A civilização romana também usava cães como simples animais de estimação, sem funções econômicas ou bélicas. Uma das raças mais queridas era o galguinho italiano, que é visto correndo por aí até hoje.
Cave Canem
Nas ruínas de Pompeia, arqueólogos encontraram um mosaico na entrada de uma casa, representando um cachorro com uma coleira e trazendo a legenda “Cave Canem” – em latim, “Cuidado com o cachorro”.
É o mais antigo alerta desse tipo que se conhece – ancestral de muitas placas semelhantes vistas em jardins, muros e garagens modernas. Não se sabe a raça do cachorro retratado, mas o mosaico prova que os romanos tinham cães não apenas nas fazendas e nos exércitos, mas também em suas casas na cidade.

Entradas de dados extraídos
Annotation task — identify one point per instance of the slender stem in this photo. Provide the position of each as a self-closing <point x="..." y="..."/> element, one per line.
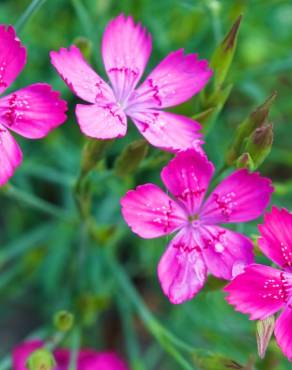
<point x="27" y="242"/>
<point x="37" y="203"/>
<point x="74" y="349"/>
<point x="30" y="10"/>
<point x="130" y="335"/>
<point x="164" y="337"/>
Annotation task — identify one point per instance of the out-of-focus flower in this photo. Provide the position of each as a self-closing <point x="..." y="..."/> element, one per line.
<point x="31" y="112"/>
<point x="200" y="246"/>
<point x="126" y="48"/>
<point x="261" y="291"/>
<point x="87" y="359"/>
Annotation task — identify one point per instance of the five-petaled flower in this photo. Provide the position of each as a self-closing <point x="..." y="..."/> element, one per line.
<point x="261" y="291"/>
<point x="87" y="359"/>
<point x="126" y="48"/>
<point x="31" y="112"/>
<point x="200" y="244"/>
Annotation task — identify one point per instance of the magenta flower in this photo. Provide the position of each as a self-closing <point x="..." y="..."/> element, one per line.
<point x="31" y="112"/>
<point x="261" y="291"/>
<point x="200" y="245"/>
<point x="126" y="48"/>
<point x="87" y="359"/>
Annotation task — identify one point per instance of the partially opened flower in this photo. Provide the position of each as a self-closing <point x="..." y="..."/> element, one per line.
<point x="261" y="291"/>
<point x="126" y="48"/>
<point x="31" y="112"/>
<point x="200" y="245"/>
<point x="87" y="359"/>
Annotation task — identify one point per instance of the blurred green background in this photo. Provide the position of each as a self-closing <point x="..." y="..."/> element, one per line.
<point x="42" y="267"/>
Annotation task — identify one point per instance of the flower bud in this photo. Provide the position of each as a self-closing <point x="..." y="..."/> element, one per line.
<point x="223" y="55"/>
<point x="85" y="46"/>
<point x="131" y="157"/>
<point x="259" y="144"/>
<point x="63" y="320"/>
<point x="265" y="329"/>
<point x="245" y="161"/>
<point x="41" y="359"/>
<point x="256" y="119"/>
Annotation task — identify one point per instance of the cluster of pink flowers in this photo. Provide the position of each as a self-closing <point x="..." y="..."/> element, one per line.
<point x="200" y="245"/>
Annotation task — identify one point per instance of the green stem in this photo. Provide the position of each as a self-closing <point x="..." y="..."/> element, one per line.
<point x="163" y="336"/>
<point x="74" y="349"/>
<point x="30" y="10"/>
<point x="129" y="334"/>
<point x="37" y="203"/>
<point x="27" y="242"/>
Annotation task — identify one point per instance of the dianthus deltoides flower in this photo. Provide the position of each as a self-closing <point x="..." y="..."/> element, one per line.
<point x="261" y="291"/>
<point x="200" y="245"/>
<point x="125" y="50"/>
<point x="31" y="112"/>
<point x="87" y="359"/>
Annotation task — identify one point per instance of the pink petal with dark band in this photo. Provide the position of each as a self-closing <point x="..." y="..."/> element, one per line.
<point x="106" y="121"/>
<point x="182" y="271"/>
<point x="33" y="111"/>
<point x="176" y="79"/>
<point x="150" y="212"/>
<point x="126" y="47"/>
<point x="226" y="252"/>
<point x="168" y="131"/>
<point x="10" y="155"/>
<point x="12" y="57"/>
<point x="240" y="197"/>
<point x="276" y="237"/>
<point x="260" y="291"/>
<point x="187" y="177"/>
<point x="79" y="76"/>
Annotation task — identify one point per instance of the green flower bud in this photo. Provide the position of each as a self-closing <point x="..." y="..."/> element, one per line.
<point x="256" y="119"/>
<point x="223" y="55"/>
<point x="245" y="161"/>
<point x="131" y="157"/>
<point x="41" y="359"/>
<point x="259" y="144"/>
<point x="85" y="46"/>
<point x="63" y="320"/>
<point x="265" y="329"/>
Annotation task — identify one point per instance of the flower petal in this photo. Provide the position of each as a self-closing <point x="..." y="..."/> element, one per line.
<point x="168" y="131"/>
<point x="106" y="121"/>
<point x="260" y="291"/>
<point x="10" y="155"/>
<point x="33" y="111"/>
<point x="21" y="353"/>
<point x="79" y="76"/>
<point x="283" y="332"/>
<point x="126" y="48"/>
<point x="182" y="271"/>
<point x="150" y="212"/>
<point x="88" y="359"/>
<point x="187" y="177"/>
<point x="242" y="196"/>
<point x="226" y="252"/>
<point x="176" y="79"/>
<point x="275" y="241"/>
<point x="12" y="57"/>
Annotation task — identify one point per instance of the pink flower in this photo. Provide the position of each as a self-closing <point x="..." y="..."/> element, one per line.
<point x="126" y="48"/>
<point x="200" y="245"/>
<point x="31" y="112"/>
<point x="87" y="359"/>
<point x="261" y="291"/>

O QUE SE PEDE
Prossiga o texto sobre os cães na Roma antiga a partir da última frase apresentada.

SUA RESPOSTA
Egito: latidos do outro mundo
Em 1935, o egiptólogo George Reisner encontrou na Necrópole de Gizé a tumba de um cão chamado Abutiu, sepultado há mais de 3 mil anos. Além do nome, a lápide trazia várias honrarias ao mascote: “Sua Majestade ordenou que fosse sepultado com grande cerimônia, que recebesse um sarcófago do tesouro real, linho de alta qualidade e incenso”.
Abutiu viveu por volta de 2280 a.C. e é um dos primeiros animais domésticos conhecidos. É provável que tenha sido um cão de caça de um faraó. Não foram encontrados vestígios de seu corpo, mas a inscrição sugere que Abutiu foi mumificado. Na lápide, ele é descrito como um tesem – uma das raças mais antigas. Cachorros desse tipo eram esbeltos e de orelhas espetadas. Os tesem desapareceram, mas seus descendentes existem até hoje: são os pharaoh hounds. Abutiu não foi o único cão egípcio a receber honrarias póstumas.
Os cachorros eram membros queridos nas famílias egípcias e havia o costume de mumificá-los após a morte. Como sinal de luto, os familiares raspavam os pelos das sobrancelhas. Acreditava-se que o espírito dos cães vivesse após a morte, levando no além uma existência idêntica àquela que tinham na Terra. Na tumba do faraó Ramsés 2º (1279-1213 a.C.), existem gravuras que o retratam andando no mundo dos mortos junto a seus cães.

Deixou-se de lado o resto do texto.